EXERCISE:
Reproduce the rows below word for word, starting at their first line and ending at the line that contains "M 84 53 L 87", with both of those lines included.

━━ DATASET RECORDS

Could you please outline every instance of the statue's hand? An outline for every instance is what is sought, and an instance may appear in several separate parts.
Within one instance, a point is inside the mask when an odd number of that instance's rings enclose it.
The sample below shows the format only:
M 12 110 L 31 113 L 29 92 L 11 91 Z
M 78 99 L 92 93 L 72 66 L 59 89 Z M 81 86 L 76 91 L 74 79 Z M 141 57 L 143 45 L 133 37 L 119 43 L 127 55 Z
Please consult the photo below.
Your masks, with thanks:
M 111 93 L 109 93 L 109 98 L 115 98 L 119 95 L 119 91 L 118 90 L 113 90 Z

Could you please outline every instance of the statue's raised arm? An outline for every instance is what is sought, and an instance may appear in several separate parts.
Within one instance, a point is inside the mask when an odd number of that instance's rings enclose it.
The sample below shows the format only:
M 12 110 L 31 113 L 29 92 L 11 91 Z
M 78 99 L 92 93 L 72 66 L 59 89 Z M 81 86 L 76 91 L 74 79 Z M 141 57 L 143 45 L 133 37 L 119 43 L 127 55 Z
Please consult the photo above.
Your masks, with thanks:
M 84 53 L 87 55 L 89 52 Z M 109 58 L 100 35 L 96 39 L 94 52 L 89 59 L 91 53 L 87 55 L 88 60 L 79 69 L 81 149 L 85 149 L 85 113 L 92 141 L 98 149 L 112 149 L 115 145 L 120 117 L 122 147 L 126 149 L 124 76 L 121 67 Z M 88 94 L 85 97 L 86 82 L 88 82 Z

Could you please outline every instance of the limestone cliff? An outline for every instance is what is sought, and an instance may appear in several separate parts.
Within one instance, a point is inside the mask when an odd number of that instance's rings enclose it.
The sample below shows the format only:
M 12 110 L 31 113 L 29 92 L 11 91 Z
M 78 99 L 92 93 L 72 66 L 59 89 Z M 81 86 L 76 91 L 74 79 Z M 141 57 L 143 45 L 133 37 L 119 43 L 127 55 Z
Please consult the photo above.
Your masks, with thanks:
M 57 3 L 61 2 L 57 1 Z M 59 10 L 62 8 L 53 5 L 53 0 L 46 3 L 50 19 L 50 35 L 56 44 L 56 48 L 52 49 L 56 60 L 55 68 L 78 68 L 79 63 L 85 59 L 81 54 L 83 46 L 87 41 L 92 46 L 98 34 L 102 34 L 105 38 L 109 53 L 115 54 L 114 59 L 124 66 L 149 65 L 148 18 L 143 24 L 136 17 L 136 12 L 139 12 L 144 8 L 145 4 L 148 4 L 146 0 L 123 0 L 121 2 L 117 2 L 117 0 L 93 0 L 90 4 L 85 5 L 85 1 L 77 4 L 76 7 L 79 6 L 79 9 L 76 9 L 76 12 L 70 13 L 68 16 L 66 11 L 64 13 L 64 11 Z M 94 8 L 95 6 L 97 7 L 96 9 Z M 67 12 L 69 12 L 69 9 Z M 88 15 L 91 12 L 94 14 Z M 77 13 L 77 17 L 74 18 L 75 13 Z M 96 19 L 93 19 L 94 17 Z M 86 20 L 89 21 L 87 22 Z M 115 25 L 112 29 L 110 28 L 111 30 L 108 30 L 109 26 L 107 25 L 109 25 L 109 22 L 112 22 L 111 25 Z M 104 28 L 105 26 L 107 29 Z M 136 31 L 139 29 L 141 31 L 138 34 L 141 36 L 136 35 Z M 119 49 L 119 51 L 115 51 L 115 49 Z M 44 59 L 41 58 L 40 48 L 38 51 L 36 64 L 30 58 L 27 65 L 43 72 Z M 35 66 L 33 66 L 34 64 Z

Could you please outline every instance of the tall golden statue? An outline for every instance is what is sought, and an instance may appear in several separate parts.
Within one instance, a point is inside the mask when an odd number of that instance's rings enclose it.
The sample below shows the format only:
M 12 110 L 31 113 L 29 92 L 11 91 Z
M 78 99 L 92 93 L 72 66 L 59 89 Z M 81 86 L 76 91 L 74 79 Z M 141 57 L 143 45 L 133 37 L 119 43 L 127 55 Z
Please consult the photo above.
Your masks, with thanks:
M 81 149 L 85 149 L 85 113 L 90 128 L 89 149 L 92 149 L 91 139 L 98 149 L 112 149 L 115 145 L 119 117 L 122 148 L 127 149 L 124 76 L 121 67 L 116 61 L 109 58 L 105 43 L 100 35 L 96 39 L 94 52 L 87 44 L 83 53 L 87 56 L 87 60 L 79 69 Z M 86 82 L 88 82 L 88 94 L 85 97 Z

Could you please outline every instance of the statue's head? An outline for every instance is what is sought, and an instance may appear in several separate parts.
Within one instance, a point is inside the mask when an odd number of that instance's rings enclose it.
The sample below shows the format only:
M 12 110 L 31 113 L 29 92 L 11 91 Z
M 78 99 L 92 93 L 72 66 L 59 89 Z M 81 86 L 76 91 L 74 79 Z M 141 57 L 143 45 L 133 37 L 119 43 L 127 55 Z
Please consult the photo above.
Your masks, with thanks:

━━━━

ANSWER:
Could you please outline every instance of the statue's hand? An outline for every instance is what is sought, and an instance may appear in several separate parts.
Within one instance, a point is inside the mask when an odd number of that instance's rings enclose it.
The sample below shows the format only:
M 12 110 L 31 113 L 29 92 L 11 91 Z
M 78 99 L 92 93 L 72 66 L 59 89 Z M 81 86 L 76 91 L 74 79 Z M 141 57 L 143 45 L 133 37 L 119 43 L 127 55 Z
Please consult the photo below.
Your masks, with thanks:
M 111 93 L 109 93 L 109 98 L 115 98 L 119 95 L 119 91 L 118 90 L 113 90 Z

Could you please outline every instance of the statue's raised arm? An outline for every instance is what is sought, and an instance may appear in several separate parts.
Within one instance, a point is inside the mask when an odd number of that instance's rings enclose it.
The sample below shows the format only:
M 12 110 L 31 113 L 29 92 L 11 91 Z
M 78 99 L 92 93 L 72 66 L 59 89 Z M 81 86 L 76 91 L 74 79 Z M 141 57 L 143 45 L 133 37 L 119 43 L 127 55 Z
Please consult the photo above.
Your masks, with thanks:
M 84 53 L 87 55 L 89 52 Z M 109 58 L 100 35 L 96 39 L 94 52 L 89 59 L 91 53 L 87 55 L 88 60 L 79 69 L 81 149 L 85 149 L 85 113 L 92 141 L 98 149 L 112 149 L 115 145 L 120 117 L 122 147 L 126 149 L 124 76 L 121 67 Z M 88 94 L 85 97 L 86 82 L 88 82 Z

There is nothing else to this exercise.